Excerpted text:
· · · ·

In addition aviation demonstrates considerable "multiplier
effects", sustaining up to three times the number of direct
jobs through the supply chain induced effects and jobs directly
relating to the tourism which air transport facilitates. In terms
of macroeconomic impact aviation was responsible for £6.6
billion of services, 11 per cent of UK service exports and three
per cent of total UK exports. The industry helped Britain's export
effort by transporting £35 billion of exports, amounting
to one fifth of all exports. The contribution to the exchequer
of this vital industry is conservatively estimated at £2.5
billion although the real contribution is thought to be far higher.
Aviation also provided about three per cent of UK business investment
As the lynchpin of the UK's rapidly growing tourism industry,
the sector sustains an estimated 200,000 jobs.
Given the economic, and social importance of the air transport
industry to Britain, we are deeply concerned about the industry
future in the light of current events. In our submission we wish
to make several key points.
1. To outline the extent of the crisis and its effects
on BALPA members and the airline within which they are employed.
2. To place the crisis in its correct context as a major
"discontinuity" in the industry's development.
3. To discuss the issue of government assistance both
here and abroad
4. To suggest some initiatives which might help alleviate
the current situation and facilitate long term restructuring.
5. To suggest some measures which might help the UK to
emerge from the current crisis in the best possible position.
2. THE CONTEXT
3. Since September 11 the UK airline industry has undergone
a well-documented period of severe financial and economic discomfort,
extending across all sectors. The entire industry has been affected,
from the largest intercontinental flag carrier to the smallest
training school, affected by the glut of commercial pilots.
4. THE IMPACT
1 FOR BREAKDOWN
5. It is important when assessing the impact of September
11 and its aftermath that we recognise the diversity of the airline
industry, addressing issues within particular sectors, rather
than viewing the industry as one entity. Throughout this difficult
time BALPA has worked constructively with the airlines concerned
to find a productive solution to the short-term problem. Whilst
ensuring that the resources for future growth were in place.
6. THE MAJOR
7. Before September 11. In truth the industry was on
the cusp of recession but was taking steps to manage that downturn.
Carriers had already taken reduced capacity, rightsizing their
workforces accordingly, and were exploring further changes. The
unions across the UK industry understood and supported this. Having
laid the foundations for recovery, the industry suffered the catastrophe
of September 11, which must be seen as a major shock and discontinuity
to the industry. There may well have been a recession but effectively
September 11 has not only exacerbated the situation it has worsened
the situation markedly. We would argue that whilst carriers may
have had plans to rationalise their operations, September 11 by
putting the industry into what is effectively a demand side depression
has made it necessary that many take action. Transatlantic yields,
which provide most of the revenue are down 60 per cent, the number
of passengers flying has fallen as uncertainty grips the US and
elsewhere. The difficulties in air transport have repercussions
for the rest of the economy.

· · · ·

Recorded data:
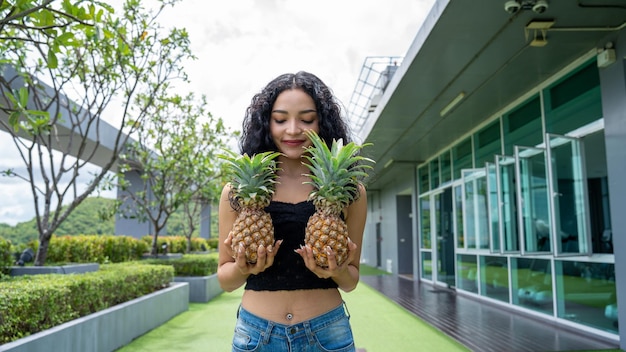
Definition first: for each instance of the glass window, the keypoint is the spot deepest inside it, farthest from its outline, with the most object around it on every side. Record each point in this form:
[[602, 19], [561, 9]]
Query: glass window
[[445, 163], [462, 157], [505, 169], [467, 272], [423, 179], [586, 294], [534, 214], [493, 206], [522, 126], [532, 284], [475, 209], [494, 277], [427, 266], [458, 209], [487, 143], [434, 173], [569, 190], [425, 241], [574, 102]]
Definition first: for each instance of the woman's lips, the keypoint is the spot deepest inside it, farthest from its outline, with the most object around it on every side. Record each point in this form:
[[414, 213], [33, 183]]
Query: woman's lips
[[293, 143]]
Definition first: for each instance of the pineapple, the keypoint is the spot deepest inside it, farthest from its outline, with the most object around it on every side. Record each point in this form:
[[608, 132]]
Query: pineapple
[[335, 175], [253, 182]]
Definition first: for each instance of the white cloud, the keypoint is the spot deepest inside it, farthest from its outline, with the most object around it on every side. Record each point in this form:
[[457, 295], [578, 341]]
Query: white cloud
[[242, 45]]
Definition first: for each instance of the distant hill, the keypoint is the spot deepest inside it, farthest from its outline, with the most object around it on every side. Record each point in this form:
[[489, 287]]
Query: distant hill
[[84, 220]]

· · · ·

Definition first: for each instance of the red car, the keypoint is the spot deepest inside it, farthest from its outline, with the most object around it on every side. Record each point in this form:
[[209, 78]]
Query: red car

· · · ·

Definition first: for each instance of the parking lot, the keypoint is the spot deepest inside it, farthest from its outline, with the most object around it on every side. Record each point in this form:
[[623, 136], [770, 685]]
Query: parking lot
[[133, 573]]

· · · ·

Actions to take:
1. Which sums of money in pounds sterling does the aviation excerpt mention?
2. Could you update the records from the line holding "Definition first: for each instance of the pineapple, the" through the line holding "[[84, 220]]", inclusive, replacing "keypoint" with "target point" and changing nothing else? Return only those lines.
The records have no connection to the aviation excerpt.

Outputs:
1.
- £6.6 billion
- £35 billion
- £2.5 billion

2.
Definition first: for each instance of the pineapple, the target point is the spot deepest inside it, farthest from its outline, with the most object around it on every side. Record each point in this form:
[[608, 132]]
Query: pineapple
[[335, 175], [253, 182]]
Definition first: for each instance of the white cloud, the target point is the spot deepest inside it, farthest from its outline, with the most object around it on every side. Record each point in this form:
[[457, 295], [578, 341]]
Query: white cloud
[[242, 45]]
Definition first: for each instance of the distant hill, the target point is the spot deepest inside it, farthest from its outline, with the most object around it on every side. Record each point in this form:
[[489, 287]]
Query: distant hill
[[84, 220]]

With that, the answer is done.